── INFORMATION SHOWN

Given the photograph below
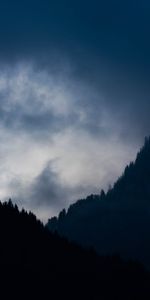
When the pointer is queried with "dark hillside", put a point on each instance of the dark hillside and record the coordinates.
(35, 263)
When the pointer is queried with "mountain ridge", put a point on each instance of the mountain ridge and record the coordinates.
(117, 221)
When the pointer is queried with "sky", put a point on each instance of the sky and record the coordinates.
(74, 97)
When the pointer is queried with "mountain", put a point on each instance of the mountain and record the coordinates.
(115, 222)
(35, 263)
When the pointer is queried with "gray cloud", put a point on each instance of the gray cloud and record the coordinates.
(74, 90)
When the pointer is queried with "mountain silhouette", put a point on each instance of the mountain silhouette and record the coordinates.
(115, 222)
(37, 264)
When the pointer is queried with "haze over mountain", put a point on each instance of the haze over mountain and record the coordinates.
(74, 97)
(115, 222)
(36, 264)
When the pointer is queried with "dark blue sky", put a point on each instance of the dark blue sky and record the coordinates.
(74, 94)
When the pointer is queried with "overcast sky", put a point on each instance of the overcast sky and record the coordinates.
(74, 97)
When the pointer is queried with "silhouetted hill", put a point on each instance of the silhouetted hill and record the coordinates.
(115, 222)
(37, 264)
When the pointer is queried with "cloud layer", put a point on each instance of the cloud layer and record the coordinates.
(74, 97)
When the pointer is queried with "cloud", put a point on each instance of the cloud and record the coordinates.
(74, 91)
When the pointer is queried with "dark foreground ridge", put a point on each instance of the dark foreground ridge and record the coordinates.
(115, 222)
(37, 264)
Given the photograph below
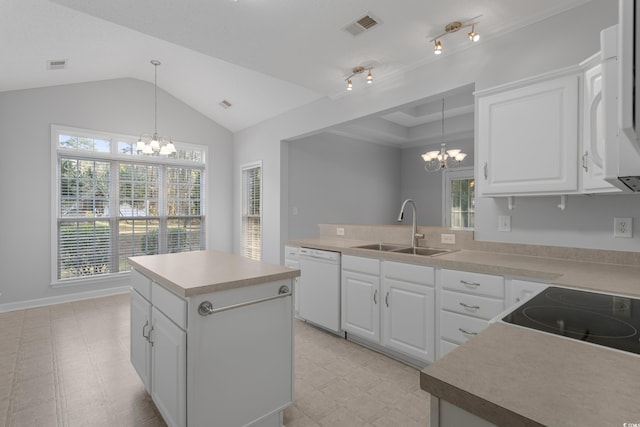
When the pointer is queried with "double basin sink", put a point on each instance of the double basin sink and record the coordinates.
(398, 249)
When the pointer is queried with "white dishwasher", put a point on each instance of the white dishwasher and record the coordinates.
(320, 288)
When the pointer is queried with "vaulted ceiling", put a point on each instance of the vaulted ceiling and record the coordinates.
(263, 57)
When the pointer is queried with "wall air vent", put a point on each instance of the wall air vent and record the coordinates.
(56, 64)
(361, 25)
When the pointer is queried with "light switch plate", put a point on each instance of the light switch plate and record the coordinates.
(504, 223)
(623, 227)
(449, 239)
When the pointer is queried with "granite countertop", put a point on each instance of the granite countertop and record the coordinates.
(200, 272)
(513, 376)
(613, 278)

────

WHAT YOU ARE ASKED TO DO = Each entry above is to be written out exactly. The pictures stay out.

TASK RESULT =
Given the photograph below
When the pointer is queried with "dark hillside", put a point on each instance of the dark hillside and record the coordinates.
(35, 263)
When the pointer is queried with "mountain ridge", put a point on each instance of the mountain ridge and record the coordinates.
(117, 221)
When the pointer is queried with "sky", put a point on each instance of the sky and record the coordinates.
(74, 97)
When the pointer is queried with "mountain", put a point on each instance of the mountain and record the coordinates.
(115, 222)
(35, 263)
When the pointer is queried with "gray cloud", put a point on each instance of the gray cloud and record the coordinates.
(74, 90)
When the pointer is queried with "mountain silhouette", put a point on each instance of the mountain silhouette and record the coordinates.
(115, 222)
(37, 264)
When the pointer is queried with "haze over mountain", put a point on each instance of the haze over mountain and record the coordinates.
(74, 97)
(115, 222)
(36, 264)
When the pointer is queried with "dark blue sky", put a point on each instance of the dark blue sky and record the coordinates.
(74, 94)
When the pointer is queried with "overcast sky", put a point on each instance of the overcast sky and record the coordinates.
(74, 97)
When the pointer is queried with "silhouetted hill", put a point on each instance of the silhouetted hill and record the coordinates.
(115, 222)
(37, 264)
When the pointer is queried with "cloud layer", put a point on each instance of the cloud layer and record the coordinates.
(74, 97)
When the pointer is queried with "cloud", put a point on each instance of the cloud and record the coordinates.
(74, 91)
When the pointer is queried with "dark foreground ridge", put a point on each instance of the dark foreground ridge and record the coordinates.
(115, 222)
(37, 264)
Given the photograph below
When the pointer is queried with "double basin sink", put a point on each instance of the double basin sink and record the coordinates.
(398, 249)
When the pointer is queried with "white dishwasher", put a point on each instance of the white dishwasher and record the coordinates.
(320, 288)
When the pointer is queried with "vaulted ceiling", put a point on each instance of the vaulted ceiling and record the coordinates.
(263, 57)
When the pointer is queried with "wall air vent", put a point on each instance of the wall air vent and record the coordinates.
(56, 64)
(361, 25)
When the pointer is queried with "light switch plate", put a point on each instance of the light switch plate and record the coordinates.
(504, 223)
(623, 227)
(449, 239)
When the pointer is queried with "granite countertop", put a point on each instance of the granite countertop and record the coordinates.
(200, 272)
(513, 376)
(613, 278)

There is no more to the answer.